_PROBLEM REQUIREMENTS_:
Please format every line of the entries below as a JSON list of strings, one string per line, leaving out blank lines.

Dataset excerpt:

=-=-=-=-=

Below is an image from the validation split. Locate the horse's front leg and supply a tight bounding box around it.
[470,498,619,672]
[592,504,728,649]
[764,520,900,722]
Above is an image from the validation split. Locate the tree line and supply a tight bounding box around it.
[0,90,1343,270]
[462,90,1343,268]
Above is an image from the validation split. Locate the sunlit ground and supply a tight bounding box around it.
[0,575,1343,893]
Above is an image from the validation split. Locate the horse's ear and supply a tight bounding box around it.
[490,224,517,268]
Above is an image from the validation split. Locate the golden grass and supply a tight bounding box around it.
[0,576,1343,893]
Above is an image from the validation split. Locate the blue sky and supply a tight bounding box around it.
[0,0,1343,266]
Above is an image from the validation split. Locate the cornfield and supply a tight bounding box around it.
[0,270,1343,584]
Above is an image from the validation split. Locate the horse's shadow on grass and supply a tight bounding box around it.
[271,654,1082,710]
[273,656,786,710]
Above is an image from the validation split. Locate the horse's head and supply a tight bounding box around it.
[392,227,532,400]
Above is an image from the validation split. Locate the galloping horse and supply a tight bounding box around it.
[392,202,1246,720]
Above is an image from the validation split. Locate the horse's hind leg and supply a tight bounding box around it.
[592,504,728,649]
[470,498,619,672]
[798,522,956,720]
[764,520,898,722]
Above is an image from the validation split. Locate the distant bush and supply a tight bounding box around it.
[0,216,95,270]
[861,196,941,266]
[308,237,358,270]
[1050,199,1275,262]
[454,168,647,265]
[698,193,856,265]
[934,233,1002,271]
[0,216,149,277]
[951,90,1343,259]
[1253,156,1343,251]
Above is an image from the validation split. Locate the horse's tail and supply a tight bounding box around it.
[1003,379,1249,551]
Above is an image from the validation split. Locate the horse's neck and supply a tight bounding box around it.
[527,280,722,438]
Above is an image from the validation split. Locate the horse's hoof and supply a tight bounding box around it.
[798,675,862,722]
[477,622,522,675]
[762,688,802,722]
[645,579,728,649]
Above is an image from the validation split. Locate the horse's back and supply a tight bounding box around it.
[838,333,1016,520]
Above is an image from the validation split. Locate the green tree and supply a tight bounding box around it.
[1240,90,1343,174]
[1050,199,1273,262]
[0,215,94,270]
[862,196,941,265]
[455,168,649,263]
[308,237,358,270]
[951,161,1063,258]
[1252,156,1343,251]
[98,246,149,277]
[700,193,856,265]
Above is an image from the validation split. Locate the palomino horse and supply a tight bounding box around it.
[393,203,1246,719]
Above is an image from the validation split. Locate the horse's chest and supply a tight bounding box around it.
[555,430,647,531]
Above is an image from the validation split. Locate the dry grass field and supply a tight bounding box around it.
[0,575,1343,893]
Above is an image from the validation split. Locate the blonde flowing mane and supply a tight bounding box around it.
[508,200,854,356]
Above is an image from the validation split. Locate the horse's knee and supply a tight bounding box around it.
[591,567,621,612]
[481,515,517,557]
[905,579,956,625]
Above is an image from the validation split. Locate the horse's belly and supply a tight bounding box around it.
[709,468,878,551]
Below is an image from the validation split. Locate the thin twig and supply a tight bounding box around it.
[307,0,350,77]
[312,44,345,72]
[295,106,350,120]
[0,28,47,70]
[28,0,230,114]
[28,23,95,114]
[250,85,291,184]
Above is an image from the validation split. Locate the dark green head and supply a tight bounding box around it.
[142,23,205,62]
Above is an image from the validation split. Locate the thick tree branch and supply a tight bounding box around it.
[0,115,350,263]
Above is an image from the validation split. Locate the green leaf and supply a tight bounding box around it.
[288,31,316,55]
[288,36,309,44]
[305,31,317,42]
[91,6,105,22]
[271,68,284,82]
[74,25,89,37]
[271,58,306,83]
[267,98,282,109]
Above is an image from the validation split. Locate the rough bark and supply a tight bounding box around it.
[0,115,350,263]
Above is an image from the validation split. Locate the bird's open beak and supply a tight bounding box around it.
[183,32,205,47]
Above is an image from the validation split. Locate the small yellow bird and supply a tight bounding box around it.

=-=-=-=-=

_SOLVED PROBLEM_:
[
  "Below is an image from the validation split. Locate the horse's front leg and supply a tight bounding box around it.",
  "[470,498,619,672]",
  "[592,504,728,649]",
  "[764,520,900,722]",
  "Above is an image from the validation split. Locate the tree line and supply a tight bounding box around it.",
  "[0,90,1343,270]",
  "[462,90,1343,268]",
  "Above is an image from the validation split. Locate the sunlit ground and supply a tight bounding box around it.",
  "[0,575,1343,893]",
  "Above is an image from the validation split. Locate the horse's ear and supply a tight bounding box around it.",
  "[490,224,517,268]",
  "Above is an image from the validation split. Locate the golden grass and supply a tight bounding box around it.",
  "[0,576,1343,893]",
  "Above is an image from the validation split. Locate the blue sky and supply a tight bounding box around it.",
  "[0,0,1343,266]",
  "Above is an image from the validation split. Locate the cornfield and supply a tight bounding box around it.",
  "[0,270,1343,584]",
  "Above is an image from the validation split. Locate the horse's shadow on grass and supply a tight bounding box around it.",
  "[271,654,1082,710]",
  "[273,656,786,710]",
  "Above is an image from the validation split. Locate the horse's head and supply a tight bounding box around it.",
  "[392,227,532,400]",
  "Above is an image from the validation split. Locate the galloping horse and supply a tight bounding box around it.",
  "[392,202,1246,720]",
  "Above is an image from the validation split. Locate the horse's hind leg and supply a tight bounding box around it.",
  "[592,504,728,649]",
  "[470,498,619,672]",
  "[798,522,956,720]",
  "[764,520,898,722]",
  "Above is an image from the validation split. Locate the distant bush and supply a tight bounding box around it.",
  "[0,216,95,270]",
  "[861,196,941,266]",
  "[308,237,358,270]",
  "[1050,199,1275,262]",
  "[454,168,647,265]",
  "[698,193,856,265]",
  "[934,233,1002,271]",
  "[0,216,149,277]",
  "[951,90,1343,259]",
  "[1253,156,1343,251]",
  "Above is an image from the validation split. Locate the horse's tail and supply a tight bounding box around it.",
  "[1003,379,1249,551]",
  "Above is an image from the validation split. Locate the horse's neck and supply a tight bounding box around it.",
  "[527,280,722,438]",
  "Above is an image from the validation split. Locate the horse's hoof and supply a tight bounding box around it.",
  "[798,675,862,722]",
  "[477,622,522,675]",
  "[762,688,802,722]",
  "[645,579,728,649]",
  "Above is an image from the validation split. Locate the horse's back and supply a tight bounding box around it.",
  "[838,333,1016,520]",
  "Above is an image from the validation split. Locate the green tree and supply a tight bounding box around it.",
  "[1240,90,1343,174]",
  "[1050,199,1273,262]",
  "[0,215,94,270]",
  "[862,196,941,265]",
  "[455,168,649,263]",
  "[308,237,358,270]",
  "[951,161,1063,258]",
  "[1252,156,1343,251]",
  "[98,246,149,277]",
  "[700,193,856,265]",
  "Above is an image from the validation split. Locate the palomino horse and supply a tight bounding box around it.",
  "[393,203,1246,719]",
  "Above is an image from the validation split. Locate the horse's chest and supply a tight bounding box around it.",
  "[555,430,647,531]",
  "Above is an image from the validation split. Locate the dry grass field and supply a tight bounding box around it.",
  "[0,575,1343,893]",
  "Above is an image from the validation split. Locate the blonde flowing mane and supply a tight bounding box around it.",
  "[508,200,854,356]",
  "Above is an image from the validation split. Locate the horse's knee and supply a tight bounding box around it.",
  "[591,567,621,612]",
  "[481,515,517,557]",
  "[905,579,956,625]",
  "Above is an image from the validation split. Locate the horse's belly and supply a tight bounding box around it.",
  "[709,468,878,551]",
  "Below is an image from the validation split. Locate the thin twig and supply a tight bounding box around it.",
  "[307,0,350,77]",
  "[312,44,345,72]",
  "[295,106,350,120]",
  "[0,28,47,70]",
  "[28,0,230,114]",
  "[28,23,95,114]",
  "[250,85,291,184]",
  "Above is an image from the validation split. Locate the dark green head and supply a tight bounding box around it.",
  "[142,23,205,62]",
  "Above is an image from the validation split. Locate the thick tree branch and supply a tight bounding box around it.",
  "[0,115,350,263]",
  "Above is an image from the validation split. Locate the green leaf and supply a tight bounding box around it.",
  "[288,31,316,55]",
  "[288,36,309,44]",
  "[305,31,317,42]",
  "[91,6,105,22]",
  "[271,68,284,82]",
  "[74,25,89,37]",
  "[271,58,306,83]",
  "[267,98,282,109]",
  "Above is an image from the validation split. Locate the rough bark and supply a tight bounding box around it.",
  "[0,115,350,263]",
  "Above is an image from the validation split. Locate the bird's open beak and supply a tight bounding box around it.",
  "[183,32,205,47]",
  "Above is an image from the validation split. Locate the small yellow bird and supply a tight bounding box around it."
]